* **Selected excerpt**
◆ ◆ ◆ ◆ ◆

There are always different kinds of variables that affect live performance, regardless of whether you're solo or in a band, regardless of what personality type you are. It's always going to change from day to day.
Even in life, when you're just going about your business from day to day.
That ties into another question that I wanted to ask. I know that the Blow has two members now --- there's you and then there's Jona. Do the two of you regularly perform together live? If so, was this show an exception? What's Jona doing right now?
Right now, Jona's on tour by himself with his solo project called YACHT.
I've heard of it, actually, and I need to check it out.
Yeah, you should! It's really cool. It's really smart. He's just a really, really supple and really exceptionally talented producer and media artist. He can just make things exist out of nothing. I mean, I make things exist out of nothing, but it's more like ideas and songs and words, but he can make them exist electrically. He can make videos and songs pop right out. When we're recording, he effortlessly creates songs.
Do you present the basic skeletons of your songs to him, and then have him construct whatever sonic edifice that it takes on --- the tracks you end up singing along to?
"Sonic edifice"...that's so nice..."sonic edifice." What happened with both records that we made is that I wrote the song and then --- except for a couple of songs --- I wrote the song beforehand, and came to him and sang it. Sometimes, he'd write a part, but usually I'd just be like, "How about THIS?," and he would start making a beat, and we'd work together to make everything melodic. I'm words, he's beats, and together we do melodic interpretation. I'll do the melody of the song if it's written on keyboard or guitar.
Is the R&B influence something you were initially going for when you started the Blow, or was it something that Jona's presence brought out?
Well, there are a couple of songs on The Concussive Caress, which is a record that I did before him...
Yeah, I have that one. That's what I was thinking, because there were songs on it, like "How Naked Are We Going to Get?," where I got that vibe in a more embryonic form.

◆ ◆ ◆ ◆ ◆

* **Dataset rows**
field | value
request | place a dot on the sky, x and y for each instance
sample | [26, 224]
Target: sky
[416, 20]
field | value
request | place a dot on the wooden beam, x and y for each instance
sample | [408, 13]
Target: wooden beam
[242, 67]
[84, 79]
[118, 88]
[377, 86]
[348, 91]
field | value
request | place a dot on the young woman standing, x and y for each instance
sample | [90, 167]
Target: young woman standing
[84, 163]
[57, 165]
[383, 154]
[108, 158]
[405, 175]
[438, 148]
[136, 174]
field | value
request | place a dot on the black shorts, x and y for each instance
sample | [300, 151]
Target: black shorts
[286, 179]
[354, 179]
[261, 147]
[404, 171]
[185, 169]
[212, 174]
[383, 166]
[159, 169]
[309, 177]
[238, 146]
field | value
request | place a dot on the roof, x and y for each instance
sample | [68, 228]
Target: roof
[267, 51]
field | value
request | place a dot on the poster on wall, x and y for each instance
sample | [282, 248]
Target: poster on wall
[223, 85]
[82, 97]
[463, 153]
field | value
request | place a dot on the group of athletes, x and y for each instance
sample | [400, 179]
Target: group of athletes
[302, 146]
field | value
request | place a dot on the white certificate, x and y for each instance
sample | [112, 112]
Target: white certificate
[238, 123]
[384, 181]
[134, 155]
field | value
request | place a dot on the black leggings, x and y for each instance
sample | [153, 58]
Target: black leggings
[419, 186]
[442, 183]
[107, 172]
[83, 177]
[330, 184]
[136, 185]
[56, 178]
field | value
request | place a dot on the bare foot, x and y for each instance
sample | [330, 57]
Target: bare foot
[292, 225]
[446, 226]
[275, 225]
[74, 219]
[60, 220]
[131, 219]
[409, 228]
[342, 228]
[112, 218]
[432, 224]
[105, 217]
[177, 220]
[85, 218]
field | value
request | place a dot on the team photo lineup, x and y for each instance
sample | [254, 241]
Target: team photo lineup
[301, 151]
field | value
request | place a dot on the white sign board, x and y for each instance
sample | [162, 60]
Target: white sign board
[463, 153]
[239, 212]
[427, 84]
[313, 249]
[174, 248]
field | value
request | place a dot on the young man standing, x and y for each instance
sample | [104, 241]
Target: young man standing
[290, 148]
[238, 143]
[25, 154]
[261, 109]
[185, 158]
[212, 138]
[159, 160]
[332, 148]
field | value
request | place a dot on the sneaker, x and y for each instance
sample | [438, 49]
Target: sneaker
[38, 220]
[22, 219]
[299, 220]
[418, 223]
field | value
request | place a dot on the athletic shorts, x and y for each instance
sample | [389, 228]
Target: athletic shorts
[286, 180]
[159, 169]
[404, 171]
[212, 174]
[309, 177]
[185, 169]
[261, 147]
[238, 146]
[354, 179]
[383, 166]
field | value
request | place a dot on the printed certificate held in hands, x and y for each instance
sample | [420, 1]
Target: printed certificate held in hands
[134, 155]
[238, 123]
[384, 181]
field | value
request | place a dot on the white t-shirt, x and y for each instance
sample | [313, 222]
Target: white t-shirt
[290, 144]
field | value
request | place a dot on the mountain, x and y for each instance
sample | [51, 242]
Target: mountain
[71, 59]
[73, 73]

◆ ◆ ◆ ◆ ◆

* **Problems**
A. Which names of bands, projects, records, and songs appear in the interview?
B. Reproduce the passage of the interview starting with "There are always" and going on through "business from day to day.".
The entries above come from a different source than the interview.

* **Answers for the tasks**
A.
- the Blow
- YACHT
- The Concussive Caress
- "How Naked Are We Going to Get?"

B.
There are always different kinds of variables that affect live performance, regardless of whether you're solo or in a band, regardless of what personality type you are. It's always going to change from day to day.
Even in life, when you're just going about your business from day to day.